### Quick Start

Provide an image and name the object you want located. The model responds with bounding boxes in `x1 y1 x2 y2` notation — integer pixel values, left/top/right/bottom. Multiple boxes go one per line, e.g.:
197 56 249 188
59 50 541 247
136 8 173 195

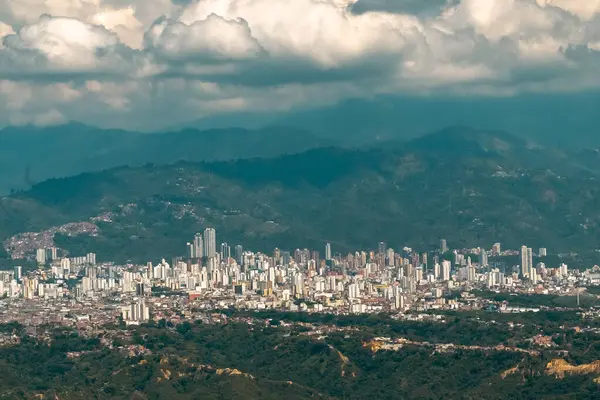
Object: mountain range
0 123 331 194
0 127 600 261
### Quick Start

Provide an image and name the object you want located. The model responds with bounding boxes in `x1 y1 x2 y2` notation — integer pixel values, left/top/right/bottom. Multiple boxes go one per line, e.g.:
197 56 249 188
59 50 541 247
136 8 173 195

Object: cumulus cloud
0 0 600 129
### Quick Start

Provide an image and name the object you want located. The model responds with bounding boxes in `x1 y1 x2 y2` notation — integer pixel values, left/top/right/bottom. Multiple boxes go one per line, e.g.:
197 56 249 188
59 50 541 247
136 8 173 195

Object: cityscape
0 228 600 329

■ WHAT TO DO:
Give back all of the lines above word for word, but leave the pictures out.

■ SOLUTION FOR THIS EXERCISE:
### Quick Start

Provide an image and name the object you want located. The model responds with bounding boxes in `x1 y1 x2 y2` notation — integer pixel values, left/top/right/bottom. Multiple boxes go one per line, e.g.:
197 56 249 188
59 50 541 247
136 8 173 195

Object: mountain range
0 123 331 194
0 127 600 261
### Quick Start

Provide an image and name the object you want located. The model responds with bounding boxes in `x1 y1 x2 y2` notation — integer pixel values, left/top/right/bottom. Multiple boxes go one per line, e.g.:
197 56 249 188
59 50 541 247
136 8 173 195

Object: cumulus cloud
0 0 600 129
### Quick Start

Provide an image and name the object you want located. The model responds with bounding boxes in `x1 y1 x2 y2` notation — integer pixel values, left/top/right/bottom. Multiple boxes go one per line, e.g.:
197 56 249 188
59 50 541 247
136 8 173 195

Object: cityscape
0 228 600 329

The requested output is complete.